TEXTE PRÉSENTÉ
Il est bien loin, le temps où le rockeur britannique avait une aura sexuelle palpable à 3 kilomètres à la ronde. Aujourd’hui, la querelle oppose les Kooks aux Arctic Monkeys, rien de très excitant. Et quand bien même suis-je accro au binôme Rolling Stones/Kooks, Miles Kane est quant à lui 100% Beatles/Artcic Monkeys, tout droit sorti d’une publicité pour Penhaligon’s feat. the Kooples, avec une tête de sale gosse et des futals trop bien coupés pour être honnêtes. Miles Kane ? Un nom qui est à lui seul une véritable marque de fabrique "made in UK".

Mais bon, en musique, tout est question de contexte. Le nôtre est celui d’une musique commerciale agrémentée d’une façade en PVC rose paillette à vomir, le tout illustré par des femmes nues aux formes généreusement industrielles. Il est vrai que la musique actuelle ne laisse, pour beaucoup de la production, qu’un goût d’amertume face au trop-plein de fantaisies sonores auxquelles se sont livrés les musiciens par le passé. Force est de constater qu’une grande partie de la jeunesse actuelle ne vit que dans les années 60. Et encore, beaucoup d’entre eux ne comprennent pas la portée de ce qu’ils écoutent et sont à mille lieues de se douter qu’ouïr un morceau des Beatles à l’envers peut ouvrir une autre dimension. Mais il se trouve qu’un jeune chanteur britannique semble avoir trouvé grâce aux yeux des petits Français.

Il faut dire que Miles Kane a tout pour plaire aux bobos rockeurs. Il est jeune, talentueux, guitariste, possède un physique atypique sentant la bière et la Soupline, ainsi que de belles pompes. Pourtant ses prestations scéniques sont intouchables. Quand ses pieds foulent la terre promise, Dr. Kane laisse place à un Mr. Hill torturant le plancher de la scène grâce à son public enflammé. Ivre de live, son cœur ne bat qu’à la lueur du néon «on stage », si possible en harmonie avec les claquements de mains de ses milliers de groupies. Bien qu’ayant un dégoût naturel pour toute personne sentant l’Ajax et le tabac à pipe à 500 mètres, je n’ai pas su dire non lorsque l’occasion de rencontrer Miles s’est présentée. Bien au contraire.

Il est 17 h 45 le lundi 30 avril lorsque Havana Blue, photographe, et moi-même arrivons devant la Cigale pour rencontrer le jeune éphèbe. Dehors, il y a déjà foule ; on n’est même pas à Liverpool. Néanmoins, des adolescents aux allures de rock stars britanniques, arborant Ray-Ban et de Perfecto, attendent bien trop sagement le début du concert en se dévisageant mutuellement, jouant à qui sera le plus beau, le plus rock, se livrant à une lutte entre mâles dominants. Vu d’ici, le concert semble s’annoncer tel Casimir revenant sur l’Île aux Enfants après plusieurs mois d’absence.

EXTRAITS DE DONNÉES
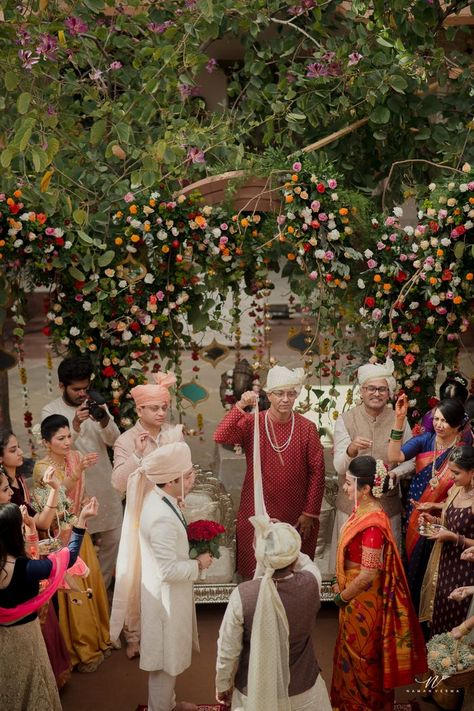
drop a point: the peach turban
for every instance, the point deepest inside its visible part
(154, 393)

...

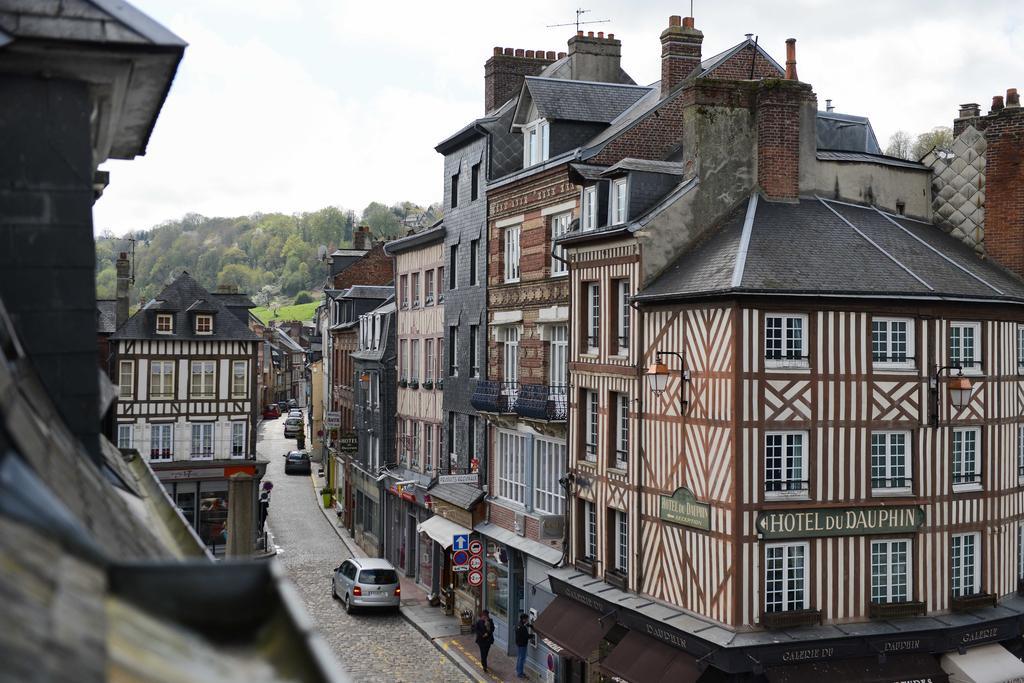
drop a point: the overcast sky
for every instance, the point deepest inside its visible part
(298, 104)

* * *

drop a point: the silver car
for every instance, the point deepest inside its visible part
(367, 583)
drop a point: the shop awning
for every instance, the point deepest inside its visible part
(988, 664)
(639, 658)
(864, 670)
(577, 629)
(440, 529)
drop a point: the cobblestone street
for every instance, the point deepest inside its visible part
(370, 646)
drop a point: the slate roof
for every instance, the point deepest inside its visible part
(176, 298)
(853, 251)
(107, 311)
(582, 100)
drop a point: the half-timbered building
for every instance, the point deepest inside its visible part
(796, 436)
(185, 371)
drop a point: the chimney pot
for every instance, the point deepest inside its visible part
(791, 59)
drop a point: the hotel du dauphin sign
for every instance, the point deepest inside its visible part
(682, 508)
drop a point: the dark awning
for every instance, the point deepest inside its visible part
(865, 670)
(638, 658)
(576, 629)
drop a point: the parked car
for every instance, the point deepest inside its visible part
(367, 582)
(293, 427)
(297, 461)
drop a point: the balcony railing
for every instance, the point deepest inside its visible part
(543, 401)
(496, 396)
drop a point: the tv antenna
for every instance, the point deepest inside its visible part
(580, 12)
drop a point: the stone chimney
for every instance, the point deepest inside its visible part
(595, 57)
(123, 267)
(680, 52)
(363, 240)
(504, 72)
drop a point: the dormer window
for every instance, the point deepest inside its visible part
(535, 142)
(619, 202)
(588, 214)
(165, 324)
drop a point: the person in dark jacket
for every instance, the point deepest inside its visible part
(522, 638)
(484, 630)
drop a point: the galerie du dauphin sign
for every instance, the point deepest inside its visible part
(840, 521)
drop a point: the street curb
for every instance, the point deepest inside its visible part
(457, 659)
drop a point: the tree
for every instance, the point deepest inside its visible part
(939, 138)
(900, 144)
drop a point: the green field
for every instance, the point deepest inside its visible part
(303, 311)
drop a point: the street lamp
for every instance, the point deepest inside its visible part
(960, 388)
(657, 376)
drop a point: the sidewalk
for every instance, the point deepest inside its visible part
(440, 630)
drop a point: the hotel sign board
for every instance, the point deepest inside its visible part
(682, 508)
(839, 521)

OBJECTIFS
1. Réécrivez sous forme de liste le paragraphe du texte présenté qui commence par « Il est 17 h 45 le lundi 30 avril », en conservant ses faits principaux.
2. Répondez aux questions suivantes à partir du texte présenté :
(a) Quel groupe est opposé aux Kooks dans la querelle actuelle ?
(b) Devant quelle salle a lieu la rencontre avec Miles Kane ?
(c) Quelle est la profession de Havana Blue ?
Ce matériel est indépendant du texte présenté.

RÉPONSES
1.
- Le lundi 30 avril à 17 h 45, arrivée devant la Cigale avec Havana Blue, photographe, pour rencontrer Miles Kane.
- Il y a déjà foule dehors.
- Des adolescents à l'allure de rock stars britanniques, en Ray-Ban et Perfecto, attendent sagement le début du concert.
- Ils se dévisagent et rivalisent pour être le plus beau et le plus rock.
- Le concert s'annonce comme le retour de Casimir sur l'Île aux Enfants après plusieurs mois d'absence.

2.
(a) Les Arctic Monkeys.
(b) La Cigale.
(c) Photographe.